- [Quoted passage]:

Segment Open

IJSR International Journal of Scientific Research 2277 - 8179 Indian Society for Health and Advanced Research ijsr-8-4-18729 Original Research Paper DISEASE MONGERING AND PSYCHIATRY: A REVIEW Manish Kumar Dr. April 2019 8 4 01 02 ABSTRACT

Summary: The problem of disease mongering is attracting increasing attention, though an adequate working definition remains elusive. Disease mongering is the selling of sickness that widens the boundaries of illness and grows the markets for those who sell and deliver treatments. It is exemplified most explicitly by many pharmaceutical industry funded disease–awareness campaigns, more often designed to sell drugs than to illuminate or to inform or educate about the prevention of illness or the maintenance of health. Different forms of disease mongering practices has been identified like aspects of ordinary life, such as menopause, being medicalised; mild problems portrayed as serious illnesses and risk factors, such as high blood cholesterol and low bone density being framed as diseases. Drug companies are by no means the only players in this drama. Informal alliances of pharmaceutical corporations, public relations companies, doctors’ groups, and patient advocates promote these ideas to the public and policymakers, often using mass media to push a certain view of a particular health problem. While these different stakeholders may come to these alliances with different motives, there is a confluence of interests resulting in health problems routinely being framed as widespread, severe, and treatable with pills. Currently, these alliances are working with the media to popularize little–known conditions thus lending credence to inflated prevalence estimates. This is happening at a time when pharmaceutical companies perceive a need to build and maintain markets for their big–selling products and when pipelines for new and genuinely innovative medicines are perceived as being weak. Like the marketing strategies that drive it, disease mongering poses a global challenge to those interested in public health, demanding in turn a global response. A much more vigorous effort is needed from within civil society to understand and to challenge this corporate process.

Segment Closed

- [Dataset content]:

Segment Open

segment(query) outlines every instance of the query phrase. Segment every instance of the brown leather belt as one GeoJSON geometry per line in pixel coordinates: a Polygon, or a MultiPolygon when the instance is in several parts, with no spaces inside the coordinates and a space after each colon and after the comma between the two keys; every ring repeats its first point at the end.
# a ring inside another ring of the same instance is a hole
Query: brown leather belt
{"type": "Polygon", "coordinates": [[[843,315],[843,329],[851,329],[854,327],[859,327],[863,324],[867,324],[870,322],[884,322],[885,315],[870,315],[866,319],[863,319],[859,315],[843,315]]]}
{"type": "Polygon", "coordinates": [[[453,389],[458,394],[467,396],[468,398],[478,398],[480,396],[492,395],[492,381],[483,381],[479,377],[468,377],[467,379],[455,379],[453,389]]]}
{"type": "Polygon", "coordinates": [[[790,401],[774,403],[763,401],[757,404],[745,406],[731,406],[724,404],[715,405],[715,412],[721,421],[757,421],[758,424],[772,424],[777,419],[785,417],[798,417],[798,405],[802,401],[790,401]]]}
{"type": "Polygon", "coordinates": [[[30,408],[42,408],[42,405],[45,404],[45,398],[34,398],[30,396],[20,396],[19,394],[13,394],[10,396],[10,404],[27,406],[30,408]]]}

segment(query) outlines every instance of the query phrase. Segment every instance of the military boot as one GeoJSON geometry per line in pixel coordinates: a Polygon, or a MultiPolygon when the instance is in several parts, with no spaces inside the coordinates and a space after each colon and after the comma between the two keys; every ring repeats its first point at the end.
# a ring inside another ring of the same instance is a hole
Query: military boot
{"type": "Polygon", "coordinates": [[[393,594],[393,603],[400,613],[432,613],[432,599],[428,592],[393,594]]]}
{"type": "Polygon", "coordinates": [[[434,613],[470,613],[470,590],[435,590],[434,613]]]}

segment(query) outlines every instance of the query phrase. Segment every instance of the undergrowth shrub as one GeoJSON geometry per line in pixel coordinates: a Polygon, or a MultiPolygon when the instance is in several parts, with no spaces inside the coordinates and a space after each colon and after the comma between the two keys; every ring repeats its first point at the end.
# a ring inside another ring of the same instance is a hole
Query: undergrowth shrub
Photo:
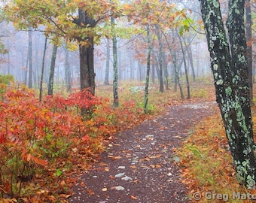
{"type": "Polygon", "coordinates": [[[103,140],[136,123],[141,112],[134,102],[113,108],[87,90],[39,102],[24,86],[7,89],[0,100],[0,198],[23,197],[28,181],[50,174],[52,180],[45,181],[53,182],[63,175],[62,168],[93,160],[104,150],[103,140]],[[81,108],[90,117],[82,117],[81,108]]]}

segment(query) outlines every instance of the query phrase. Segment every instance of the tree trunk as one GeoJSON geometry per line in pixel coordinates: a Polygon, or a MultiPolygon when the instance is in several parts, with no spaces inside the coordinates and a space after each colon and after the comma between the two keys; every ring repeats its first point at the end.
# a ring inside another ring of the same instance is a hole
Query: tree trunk
{"type": "Polygon", "coordinates": [[[188,79],[188,72],[187,72],[187,61],[186,61],[186,53],[185,50],[183,47],[182,41],[181,36],[178,34],[178,39],[181,44],[181,48],[182,52],[182,57],[183,57],[183,62],[184,62],[184,68],[185,69],[185,77],[186,77],[186,85],[187,85],[187,98],[190,98],[190,87],[189,85],[189,79],[188,79]]]}
{"type": "MultiPolygon", "coordinates": [[[[114,19],[113,17],[111,17],[111,26],[114,26],[114,19]]],[[[114,80],[113,80],[113,96],[114,102],[113,106],[117,107],[119,105],[118,102],[118,68],[117,68],[117,37],[114,35],[113,38],[113,68],[114,68],[114,80]]]]}
{"type": "Polygon", "coordinates": [[[174,72],[175,72],[175,87],[174,87],[174,90],[175,90],[175,92],[177,91],[177,84],[178,84],[178,87],[179,87],[180,93],[181,93],[181,99],[184,99],[184,93],[183,93],[182,86],[181,86],[181,80],[180,80],[180,77],[179,77],[179,75],[178,75],[178,68],[177,68],[176,52],[172,51],[171,44],[169,44],[169,42],[168,41],[166,35],[165,35],[164,32],[163,32],[163,36],[164,36],[166,41],[167,43],[169,51],[170,52],[170,54],[172,56],[172,63],[173,63],[173,66],[174,66],[174,72]]]}
{"type": "Polygon", "coordinates": [[[53,53],[50,59],[49,83],[48,83],[48,95],[53,94],[53,80],[54,80],[54,71],[55,71],[55,62],[56,56],[57,55],[58,47],[53,46],[53,53]]]}
{"type": "Polygon", "coordinates": [[[148,113],[148,86],[149,86],[149,73],[151,70],[151,41],[149,33],[149,25],[147,26],[147,41],[148,41],[148,55],[147,55],[147,74],[146,74],[146,83],[145,87],[144,96],[144,114],[148,113]]]}
{"type": "Polygon", "coordinates": [[[32,88],[32,28],[29,27],[29,88],[32,88]]]}
{"type": "Polygon", "coordinates": [[[66,90],[68,92],[71,92],[71,70],[69,64],[69,51],[65,49],[65,82],[66,90]]]}
{"type": "Polygon", "coordinates": [[[104,84],[109,85],[109,60],[110,60],[110,40],[107,38],[107,59],[105,62],[105,80],[104,84]]]}
{"type": "Polygon", "coordinates": [[[230,0],[226,38],[218,1],[200,0],[217,102],[239,180],[255,186],[256,159],[250,106],[244,0],[230,0]],[[231,55],[230,55],[231,53],[231,55]]]}
{"type": "Polygon", "coordinates": [[[157,39],[159,44],[159,79],[160,79],[160,86],[159,91],[163,92],[163,44],[162,44],[162,36],[160,32],[160,28],[158,25],[156,25],[157,39]]]}
{"type": "Polygon", "coordinates": [[[192,48],[191,48],[190,45],[187,48],[187,56],[188,56],[189,61],[190,62],[191,71],[192,71],[192,77],[193,77],[193,82],[195,82],[195,80],[196,80],[196,74],[195,74],[195,69],[194,69],[194,67],[192,48]]]}
{"type": "Polygon", "coordinates": [[[245,17],[246,17],[246,41],[247,41],[247,58],[248,68],[248,80],[250,86],[251,103],[253,98],[253,80],[252,80],[252,38],[251,38],[251,10],[250,0],[245,0],[245,17]]]}
{"type": "Polygon", "coordinates": [[[46,54],[47,45],[47,38],[45,38],[44,54],[43,54],[43,61],[42,61],[42,63],[41,63],[40,85],[39,85],[39,102],[41,102],[42,93],[43,93],[43,80],[44,80],[44,62],[45,62],[45,54],[46,54]]]}
{"type": "MultiPolygon", "coordinates": [[[[79,18],[76,21],[78,26],[81,28],[93,28],[96,20],[90,17],[87,12],[82,9],[78,10],[79,18]]],[[[94,41],[93,34],[84,38],[80,38],[79,56],[80,56],[80,86],[81,90],[90,89],[91,93],[95,95],[95,72],[94,72],[94,41]],[[87,42],[84,45],[83,43],[87,42]]],[[[81,112],[83,115],[83,112],[81,112]]]]}

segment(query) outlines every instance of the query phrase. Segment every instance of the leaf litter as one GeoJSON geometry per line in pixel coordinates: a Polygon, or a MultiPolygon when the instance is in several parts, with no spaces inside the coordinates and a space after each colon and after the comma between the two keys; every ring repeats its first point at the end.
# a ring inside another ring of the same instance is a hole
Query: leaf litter
{"type": "Polygon", "coordinates": [[[101,163],[105,165],[96,164],[80,177],[93,195],[78,193],[78,185],[69,202],[189,202],[177,165],[180,158],[172,149],[189,135],[190,128],[212,113],[214,105],[169,108],[166,115],[116,136],[108,144],[111,147],[108,152],[102,155],[101,163]],[[169,118],[175,118],[175,125],[169,118]],[[105,165],[109,170],[104,170],[105,165]],[[93,176],[97,177],[96,181],[93,176]],[[111,189],[102,191],[104,188],[111,189]]]}

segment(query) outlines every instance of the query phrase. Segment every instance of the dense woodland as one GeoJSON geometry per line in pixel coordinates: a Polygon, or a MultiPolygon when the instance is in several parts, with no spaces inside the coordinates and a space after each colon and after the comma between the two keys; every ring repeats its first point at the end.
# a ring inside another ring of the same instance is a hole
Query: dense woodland
{"type": "Polygon", "coordinates": [[[212,92],[238,180],[253,189],[255,6],[2,1],[0,198],[66,199],[76,181],[66,178],[96,162],[115,132],[161,113],[172,99],[212,99],[212,92]],[[35,177],[44,181],[33,190],[35,177]]]}

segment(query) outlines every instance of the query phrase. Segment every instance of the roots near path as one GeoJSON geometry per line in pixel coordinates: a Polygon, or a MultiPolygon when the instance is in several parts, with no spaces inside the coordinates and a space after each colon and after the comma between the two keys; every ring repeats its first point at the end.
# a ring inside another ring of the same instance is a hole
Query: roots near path
{"type": "Polygon", "coordinates": [[[117,135],[101,162],[81,177],[69,201],[189,202],[172,149],[215,106],[203,102],[169,108],[164,115],[117,135]]]}

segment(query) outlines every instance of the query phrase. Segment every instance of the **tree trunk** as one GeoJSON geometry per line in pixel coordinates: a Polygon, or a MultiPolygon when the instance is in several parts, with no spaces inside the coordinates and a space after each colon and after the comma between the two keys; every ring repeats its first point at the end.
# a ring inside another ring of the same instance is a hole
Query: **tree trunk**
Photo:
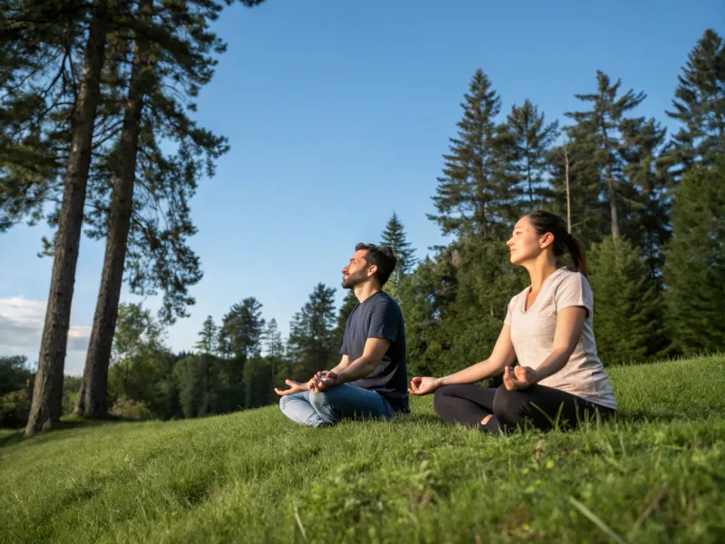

Segment Closed

- [Assigned task 1]:
Answer these questions from the disease mongering abstract, each in a few words.
(a) Which aspect of ordinary life does the abstract name as being medicalised?
(b) Which two risk factors does it say are framed as diseases?
(c) What does it say the effort from within civil society should aim to do?
- [Assigned task 2]:
List every group that the disease mongering abstract names as part of the informal alliances that promote these ideas to the public and policymakers.
- [Assigned task 3]:
Decide whether each statement agrees with the disease mongering abstract. Answer yes or no, and quote the words that decide it.
(a) An adequate working definition of disease mongering has been established.
(b) Drug companies are the only players in disease mongering.
(c) Pipelines for new and genuinely innovative medicines are perceived as weak.

- [Worked solution 1]:
(a) Menopause.
(b) High blood cholesterol and low bone density.
(c) Understand and challenge the corporate process of disease mongering.

- [Worked solution 2]:
- Pharmaceutical corporations
- Public relations companies
- Doctors' groups
- Patient advocates

- [Worked solution 3]:
(a) No: "though an adequate working definition remains elusive."
(b) No: "Drug companies are by no means the only players in this drama."
(c) Yes: "when pipelines for new and genuinely innovative medicines are perceived as being weak."